Data for processing Start Marker

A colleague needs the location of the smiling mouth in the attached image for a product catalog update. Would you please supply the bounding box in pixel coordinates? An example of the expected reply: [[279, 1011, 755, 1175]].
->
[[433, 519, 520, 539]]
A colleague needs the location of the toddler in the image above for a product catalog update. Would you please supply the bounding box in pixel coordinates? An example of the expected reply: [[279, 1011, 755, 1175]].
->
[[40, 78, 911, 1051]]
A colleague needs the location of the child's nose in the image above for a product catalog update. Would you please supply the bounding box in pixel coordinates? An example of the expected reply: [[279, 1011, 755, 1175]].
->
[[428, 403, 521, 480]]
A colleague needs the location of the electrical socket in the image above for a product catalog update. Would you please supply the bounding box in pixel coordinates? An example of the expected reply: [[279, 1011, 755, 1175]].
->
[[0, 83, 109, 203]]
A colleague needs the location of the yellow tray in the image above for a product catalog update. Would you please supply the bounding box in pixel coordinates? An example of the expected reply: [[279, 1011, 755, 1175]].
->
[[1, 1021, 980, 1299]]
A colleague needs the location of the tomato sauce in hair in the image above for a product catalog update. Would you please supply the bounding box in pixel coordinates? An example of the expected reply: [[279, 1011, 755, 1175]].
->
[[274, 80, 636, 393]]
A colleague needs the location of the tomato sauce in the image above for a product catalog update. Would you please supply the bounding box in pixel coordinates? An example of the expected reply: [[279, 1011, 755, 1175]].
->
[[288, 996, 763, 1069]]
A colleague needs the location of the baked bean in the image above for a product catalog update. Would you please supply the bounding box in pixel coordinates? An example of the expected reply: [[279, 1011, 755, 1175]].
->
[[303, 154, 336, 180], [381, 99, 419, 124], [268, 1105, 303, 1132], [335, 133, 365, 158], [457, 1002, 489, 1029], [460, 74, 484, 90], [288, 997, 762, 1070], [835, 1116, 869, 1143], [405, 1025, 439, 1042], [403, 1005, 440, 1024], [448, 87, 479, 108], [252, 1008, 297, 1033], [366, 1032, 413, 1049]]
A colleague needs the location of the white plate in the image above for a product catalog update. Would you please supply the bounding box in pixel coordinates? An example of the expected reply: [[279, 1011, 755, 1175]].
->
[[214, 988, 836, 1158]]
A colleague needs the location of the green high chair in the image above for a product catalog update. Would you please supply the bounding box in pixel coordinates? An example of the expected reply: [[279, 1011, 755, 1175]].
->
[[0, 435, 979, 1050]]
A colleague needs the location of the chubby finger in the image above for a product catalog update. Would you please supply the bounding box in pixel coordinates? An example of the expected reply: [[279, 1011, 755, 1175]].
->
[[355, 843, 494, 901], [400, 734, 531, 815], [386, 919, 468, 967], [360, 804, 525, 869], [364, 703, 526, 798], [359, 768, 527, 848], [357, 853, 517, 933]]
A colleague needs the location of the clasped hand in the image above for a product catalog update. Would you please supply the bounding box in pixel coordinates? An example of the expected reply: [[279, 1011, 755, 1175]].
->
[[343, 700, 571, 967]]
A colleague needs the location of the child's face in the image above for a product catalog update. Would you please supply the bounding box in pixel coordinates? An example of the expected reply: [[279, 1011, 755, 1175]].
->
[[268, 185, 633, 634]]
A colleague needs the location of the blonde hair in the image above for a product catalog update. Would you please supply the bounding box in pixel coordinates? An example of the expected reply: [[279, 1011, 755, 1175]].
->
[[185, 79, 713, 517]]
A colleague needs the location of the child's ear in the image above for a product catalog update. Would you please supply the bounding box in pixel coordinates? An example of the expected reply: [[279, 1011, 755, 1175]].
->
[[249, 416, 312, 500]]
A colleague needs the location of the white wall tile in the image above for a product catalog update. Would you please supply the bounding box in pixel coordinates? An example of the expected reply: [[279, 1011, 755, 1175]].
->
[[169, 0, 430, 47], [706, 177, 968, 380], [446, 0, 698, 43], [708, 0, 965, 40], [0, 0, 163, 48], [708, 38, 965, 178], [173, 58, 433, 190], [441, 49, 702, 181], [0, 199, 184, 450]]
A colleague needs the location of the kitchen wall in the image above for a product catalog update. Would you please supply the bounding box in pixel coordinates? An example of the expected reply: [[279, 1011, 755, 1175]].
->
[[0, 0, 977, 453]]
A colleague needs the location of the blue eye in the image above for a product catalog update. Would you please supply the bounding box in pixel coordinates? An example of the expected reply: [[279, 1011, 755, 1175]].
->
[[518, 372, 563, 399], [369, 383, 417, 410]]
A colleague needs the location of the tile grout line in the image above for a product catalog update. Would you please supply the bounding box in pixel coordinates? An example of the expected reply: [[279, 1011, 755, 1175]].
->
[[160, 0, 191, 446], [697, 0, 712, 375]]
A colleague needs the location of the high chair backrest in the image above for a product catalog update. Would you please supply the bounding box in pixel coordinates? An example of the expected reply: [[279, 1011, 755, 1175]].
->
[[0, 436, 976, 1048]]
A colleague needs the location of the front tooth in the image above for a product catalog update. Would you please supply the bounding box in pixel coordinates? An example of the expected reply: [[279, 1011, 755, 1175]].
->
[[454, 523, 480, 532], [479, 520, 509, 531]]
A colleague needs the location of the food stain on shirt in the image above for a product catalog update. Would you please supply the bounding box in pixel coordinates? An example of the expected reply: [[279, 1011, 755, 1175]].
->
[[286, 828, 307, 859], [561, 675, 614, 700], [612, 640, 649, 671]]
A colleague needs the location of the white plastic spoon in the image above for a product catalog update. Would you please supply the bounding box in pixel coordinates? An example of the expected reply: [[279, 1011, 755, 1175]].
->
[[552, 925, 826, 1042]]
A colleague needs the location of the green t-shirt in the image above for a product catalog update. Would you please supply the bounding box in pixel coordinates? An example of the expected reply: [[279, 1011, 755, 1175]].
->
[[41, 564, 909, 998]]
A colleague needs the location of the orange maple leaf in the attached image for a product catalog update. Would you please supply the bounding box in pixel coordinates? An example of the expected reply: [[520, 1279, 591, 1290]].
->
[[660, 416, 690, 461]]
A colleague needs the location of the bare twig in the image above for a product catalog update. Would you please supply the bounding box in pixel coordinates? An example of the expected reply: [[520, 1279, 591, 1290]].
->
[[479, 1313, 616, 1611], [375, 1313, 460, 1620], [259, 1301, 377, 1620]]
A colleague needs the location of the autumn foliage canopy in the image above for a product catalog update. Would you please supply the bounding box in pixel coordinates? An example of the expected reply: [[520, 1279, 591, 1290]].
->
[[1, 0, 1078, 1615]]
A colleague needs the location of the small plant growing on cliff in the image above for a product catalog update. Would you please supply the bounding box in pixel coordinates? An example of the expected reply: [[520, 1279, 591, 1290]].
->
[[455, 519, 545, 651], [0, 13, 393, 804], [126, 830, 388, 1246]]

Data for processing End Marker

▶ **Exercise objective**
What's needed is every line of the listing, transcribed word for word.

▶ **Written solution**
A colleague needs the location of the smiling mouth in the attached image for a product catalog update. Would you please supply the bounding box in pixel coordinates? An example of the expected reply: [[279, 1011, 755, 1175]].
->
[[433, 519, 520, 539]]
A colleague needs the location of the toddler in the image above for a product catalog update. Would you please supply the bounding box in pixel coordinates? An example of the expected reply: [[279, 1011, 755, 1175]].
->
[[40, 78, 911, 1051]]
A colleague needs the location of the child's nose in the image above for a product catalog update. Would you please supply the bounding box in pixel coordinates? An example of the expected reply: [[279, 1011, 755, 1175]].
->
[[428, 403, 521, 480]]
A colleague needs the location of the electrical socket in the image above for a product catalog update. Would you please supply the bounding box in pixel coordinates? An example of the expected reply: [[279, 1011, 755, 1175]].
->
[[0, 83, 109, 203]]
A colleague needs the location of the yellow tray in the image above for a product catalog update. Would you please supply the bounding box in pixel coordinates? An example of the expected reply: [[279, 1011, 755, 1175]].
->
[[1, 1021, 980, 1299]]
A colleague needs the location of the tomato sauce in hair in the image above for a product catalog update. Would you please supply the bounding box in pixel coordinates? An example of the expected reply: [[279, 1011, 755, 1175]].
->
[[274, 80, 636, 393]]
A colleague needs the location of the tomato sauce in the image above for a product catalog update. Would you please supply the bounding box in pixel coordinates? An example of the expected reply: [[279, 1011, 755, 1175]].
->
[[288, 996, 763, 1069]]
A colleague needs the location of the baked bean in the image above for a product catalog update. Would you please supply the bounding box in pixel coordinates? An example of the expected reply: [[279, 1011, 755, 1175]].
->
[[303, 154, 336, 180], [381, 99, 419, 124], [268, 1105, 303, 1132], [335, 133, 365, 158], [457, 1002, 489, 1029], [460, 74, 484, 90], [288, 997, 762, 1070], [835, 1116, 869, 1143], [405, 1025, 439, 1042], [403, 1005, 440, 1024], [448, 87, 479, 108], [252, 1008, 297, 1033], [366, 1032, 413, 1049]]
A colleague needs the location of the white plate in the image above for a product catalog update. Would you please supply the bounding box in pixel coordinates? An example of the expected reply: [[279, 1011, 755, 1175]].
->
[[214, 988, 836, 1158]]
A colleague needs the location of the green high chair in the image above for a product catalog update. Would you please supply the bounding box in pixel coordinates? An example of the expected reply: [[279, 1011, 755, 1175]].
->
[[0, 435, 979, 1050]]
A colleague needs the location of the chubby finger in the image above for a product catalog update. Would you please supply the bounding box in pixel coordinates? An example of the expected reply: [[279, 1011, 755, 1175]].
->
[[355, 843, 494, 901], [400, 734, 531, 815], [386, 919, 468, 967], [360, 804, 525, 869], [364, 703, 526, 798], [359, 768, 527, 848], [357, 853, 517, 933]]
A colleague needs the location of the clasped hand in the image above for a product catalog update. Would you please supply the bounding box in pixel coordinates? An example of the expected reply: [[279, 1011, 755, 1175]].
->
[[343, 700, 571, 967]]
A colleague needs the location of the child's face in the image above for a product catalog update. Would you please supply the bounding box in pixel coordinates? An example of the expected reply: [[279, 1011, 755, 1175]].
->
[[268, 185, 633, 634]]
A colleague needs the location of the blonde hair in the image above for a product catalog update. Would you please supply the bounding box in pixel coordinates? An example of the expected reply: [[279, 1011, 755, 1175]].
->
[[185, 79, 713, 517]]
A colleague needs the location of the child's ear in the image above for a product catalog update. Would you please supply the bounding box in pixel coordinates? An example of the expected reply: [[279, 1011, 755, 1175]].
->
[[249, 416, 312, 500]]
A colleague needs the location of the white wall tile in the image above for a product catalog update. Would you please supply the bounding box in pixel coordinates? An example of the expected reply: [[279, 1011, 755, 1175]].
->
[[169, 0, 430, 47], [706, 177, 968, 380], [446, 0, 698, 43], [708, 0, 965, 40], [0, 0, 163, 48], [708, 38, 965, 178], [173, 58, 433, 190], [441, 49, 702, 181], [0, 199, 184, 450]]
A colleague needs the location of the kitchen wall in the image above for a product catalog update. Would you please supply the bounding box in pixel coordinates? An example of the expected reply: [[279, 1011, 755, 1175]].
->
[[0, 0, 977, 453]]
A colleague needs the location of the blue eye in the image above for a product catalog update. Would you please supply the bounding box in pixel coordinates? An example of the expected reply: [[279, 1011, 755, 1175]].
->
[[518, 372, 563, 399], [369, 383, 417, 410]]
A colleague needs the location of the tile grout line in the image above for a product catalog update. Would you please supply the bounding box in pixel coordinates? An example of the expected reply: [[279, 1011, 755, 1175]].
->
[[160, 0, 191, 446], [697, 0, 712, 375]]
A colleague needs the location of the high chair backrest in the image above for a product catalog update. Would you please supply the bounding box in pixel coordinates? An example of the expected reply: [[279, 1011, 755, 1175]].
->
[[0, 436, 976, 1048]]
A colleague needs the location of the front tooth in the image above for a product catalog update. Would you please supply the bounding box in pixel coordinates? An example of the expected reply: [[279, 1011, 755, 1175]].
->
[[454, 523, 480, 532], [479, 520, 509, 531]]
A colleague needs the location of the food stain on shirt in the image above for a product catalog update. Would you please supply the bounding box in pixel coordinates? An example of the expected reply: [[279, 1011, 755, 1175]].
->
[[286, 828, 307, 859], [561, 675, 614, 700], [612, 640, 649, 671]]
A colleague needs the location of the white plastic spoon in the image above for a product catalog update. Would you please supply the bounding box in pixel coordinates? An example of the expected reply: [[279, 1011, 755, 1175]].
->
[[552, 925, 826, 1042]]
A colleague needs the location of the green t-shirt in the image above for a product catalog update. Would you please supply the bounding box in pixel coordinates? An example of the expected reply: [[279, 1011, 755, 1175]].
->
[[41, 564, 909, 998]]
A colleague needs the location of the orange maple leaf in the attached image for a product catalog update. Would you please supply the bounding box in pixel coordinates? An example of the expected reply: [[520, 1279, 591, 1290]].
->
[[660, 416, 690, 461]]
A colleague needs the location of the bare twig in the image above for a product catalog update. Would you please supply the bounding box in pixel coordinates? An example of the expected reply: [[520, 1279, 591, 1290]].
->
[[479, 1313, 616, 1611], [375, 1313, 460, 1620], [259, 1301, 377, 1620]]
A colleague needs the location of the autumn foliage canopy in the image above for a product catalog update. Would you please supply the bounding box in pixel coordinates? An example of the expected reply: [[520, 1279, 591, 1290]].
->
[[1, 0, 1078, 1615]]
A colleague needs the location of the small plant growing on cliff in the image above for a product catalog update. Would you please supply the bounding box in pixel coordinates? An example of the expected reply: [[520, 1279, 591, 1290]].
->
[[455, 519, 545, 651], [0, 13, 393, 804], [126, 830, 388, 1246]]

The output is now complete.